Arena lined up as Manchester updates Eastlands masterplan

Manchester City Council’s executive will this week consider a proposal to refresh the regeneration framework for Eastlands, with officials citing a need for major development at the Etihad campus along with more commercial development and affordable housing in other areas.

The ERF covers the area from Great Ancoats Street up to and beyond the Etihad campus and was refreshed as recently as 2017. However, the council said that such has been the pace of change and increased interest in the area, with 15 years of employment growth set to be delivered in half that expected timeframe, a further update is required. Manchester’s executive meets on Wednesday to consider the report.

The most notable item included is that the potential for a 20,000-plus capacity indoor arena to be developed at the Etihad campus. The report states that “international investors and operators see Manchester as one of the few cities in Europe with the ability to successfully host more than one large arena”.

These investors, it said, are evaluating locations and developing business case proposals head of revealing detailed proposals later this year – a development that could bring with it hotel and further leisure uses.

As well as cashing on the concert market, the development of such a flexible indoor space would give the city more weight in bidding for a range of sporting events, which would sit well with the long-term plan to get sporting governing bodies to locate at the campus – the Rugby Football League’s move being a case in point.

:::

WHAT IS ASKED: Translate this sentence from the Eastlands article into Spanish: "Manchester’s executive meets on Wednesday to consider the report." The lines after this point are separate material and have nothing to do with the Eastlands article.

RECORD LIST:

:::

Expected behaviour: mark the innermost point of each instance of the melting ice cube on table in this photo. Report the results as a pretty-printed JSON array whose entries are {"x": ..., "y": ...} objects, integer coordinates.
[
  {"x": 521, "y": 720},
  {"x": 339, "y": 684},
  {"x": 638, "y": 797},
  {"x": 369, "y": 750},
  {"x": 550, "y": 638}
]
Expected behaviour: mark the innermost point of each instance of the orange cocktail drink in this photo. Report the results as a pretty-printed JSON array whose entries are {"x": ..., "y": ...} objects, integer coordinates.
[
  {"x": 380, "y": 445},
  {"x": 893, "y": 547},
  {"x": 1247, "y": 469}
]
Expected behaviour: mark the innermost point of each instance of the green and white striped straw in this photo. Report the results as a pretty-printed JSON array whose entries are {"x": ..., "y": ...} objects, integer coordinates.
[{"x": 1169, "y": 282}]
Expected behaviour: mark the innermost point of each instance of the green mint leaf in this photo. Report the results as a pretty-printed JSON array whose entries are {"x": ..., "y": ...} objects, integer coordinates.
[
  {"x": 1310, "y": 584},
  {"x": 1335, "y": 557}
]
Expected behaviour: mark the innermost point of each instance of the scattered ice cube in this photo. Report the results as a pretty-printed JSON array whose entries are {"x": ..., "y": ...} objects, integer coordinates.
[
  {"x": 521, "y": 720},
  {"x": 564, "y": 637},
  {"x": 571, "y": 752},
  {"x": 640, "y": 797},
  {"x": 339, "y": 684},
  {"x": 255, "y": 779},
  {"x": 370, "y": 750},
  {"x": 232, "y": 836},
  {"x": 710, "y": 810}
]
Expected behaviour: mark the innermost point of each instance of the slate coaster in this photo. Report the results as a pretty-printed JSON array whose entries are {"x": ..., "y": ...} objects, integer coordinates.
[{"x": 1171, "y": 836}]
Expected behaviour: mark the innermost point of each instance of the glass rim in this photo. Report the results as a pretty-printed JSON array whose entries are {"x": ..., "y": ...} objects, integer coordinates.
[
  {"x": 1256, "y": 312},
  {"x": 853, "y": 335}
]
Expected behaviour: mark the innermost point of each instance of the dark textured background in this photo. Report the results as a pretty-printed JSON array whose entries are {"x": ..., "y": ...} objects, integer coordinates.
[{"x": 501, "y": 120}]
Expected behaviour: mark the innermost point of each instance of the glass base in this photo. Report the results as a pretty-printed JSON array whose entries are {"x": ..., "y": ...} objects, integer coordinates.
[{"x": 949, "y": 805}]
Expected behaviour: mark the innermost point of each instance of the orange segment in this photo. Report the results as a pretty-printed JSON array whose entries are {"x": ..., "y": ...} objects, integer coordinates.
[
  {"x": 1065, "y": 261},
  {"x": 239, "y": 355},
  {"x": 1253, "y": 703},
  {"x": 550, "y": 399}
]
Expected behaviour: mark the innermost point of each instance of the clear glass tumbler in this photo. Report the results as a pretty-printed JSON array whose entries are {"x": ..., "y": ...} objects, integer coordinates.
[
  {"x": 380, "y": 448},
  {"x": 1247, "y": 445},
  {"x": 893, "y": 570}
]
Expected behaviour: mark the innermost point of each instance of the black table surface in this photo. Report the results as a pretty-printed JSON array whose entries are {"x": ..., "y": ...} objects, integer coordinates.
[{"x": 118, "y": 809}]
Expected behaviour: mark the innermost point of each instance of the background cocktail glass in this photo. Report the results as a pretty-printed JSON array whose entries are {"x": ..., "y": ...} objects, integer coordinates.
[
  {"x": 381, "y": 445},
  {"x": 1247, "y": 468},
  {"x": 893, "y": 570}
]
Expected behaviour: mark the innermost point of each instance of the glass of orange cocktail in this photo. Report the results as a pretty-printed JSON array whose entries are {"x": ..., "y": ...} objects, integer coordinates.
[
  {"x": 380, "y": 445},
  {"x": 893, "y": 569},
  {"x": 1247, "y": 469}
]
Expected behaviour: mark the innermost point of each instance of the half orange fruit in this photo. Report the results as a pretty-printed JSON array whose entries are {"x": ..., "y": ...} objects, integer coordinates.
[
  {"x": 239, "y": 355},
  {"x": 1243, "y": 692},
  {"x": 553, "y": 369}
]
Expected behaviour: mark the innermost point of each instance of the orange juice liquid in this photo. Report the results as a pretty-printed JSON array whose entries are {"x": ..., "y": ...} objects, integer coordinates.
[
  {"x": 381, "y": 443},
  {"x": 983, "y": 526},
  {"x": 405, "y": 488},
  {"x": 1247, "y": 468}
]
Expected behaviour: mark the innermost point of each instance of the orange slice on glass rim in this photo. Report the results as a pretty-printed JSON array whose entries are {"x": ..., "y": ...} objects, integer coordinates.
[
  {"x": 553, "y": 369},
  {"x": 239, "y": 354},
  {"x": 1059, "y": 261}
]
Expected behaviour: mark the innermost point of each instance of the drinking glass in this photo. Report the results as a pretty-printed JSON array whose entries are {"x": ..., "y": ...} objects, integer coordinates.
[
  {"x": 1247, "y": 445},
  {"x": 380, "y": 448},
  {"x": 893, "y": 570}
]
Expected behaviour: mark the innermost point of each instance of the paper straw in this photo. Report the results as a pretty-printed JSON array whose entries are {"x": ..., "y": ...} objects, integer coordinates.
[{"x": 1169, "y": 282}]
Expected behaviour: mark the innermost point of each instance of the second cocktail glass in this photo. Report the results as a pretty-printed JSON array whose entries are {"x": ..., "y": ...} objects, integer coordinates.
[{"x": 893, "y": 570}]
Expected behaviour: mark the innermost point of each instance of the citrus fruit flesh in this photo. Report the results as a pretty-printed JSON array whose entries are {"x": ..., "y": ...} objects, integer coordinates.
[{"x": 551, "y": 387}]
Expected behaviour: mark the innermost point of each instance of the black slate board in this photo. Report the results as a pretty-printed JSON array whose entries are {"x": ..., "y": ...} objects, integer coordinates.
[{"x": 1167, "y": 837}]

:::

REPLY TO THE TASK: El ejecutivo de Manchester se reúne el miércoles para examinar el informe.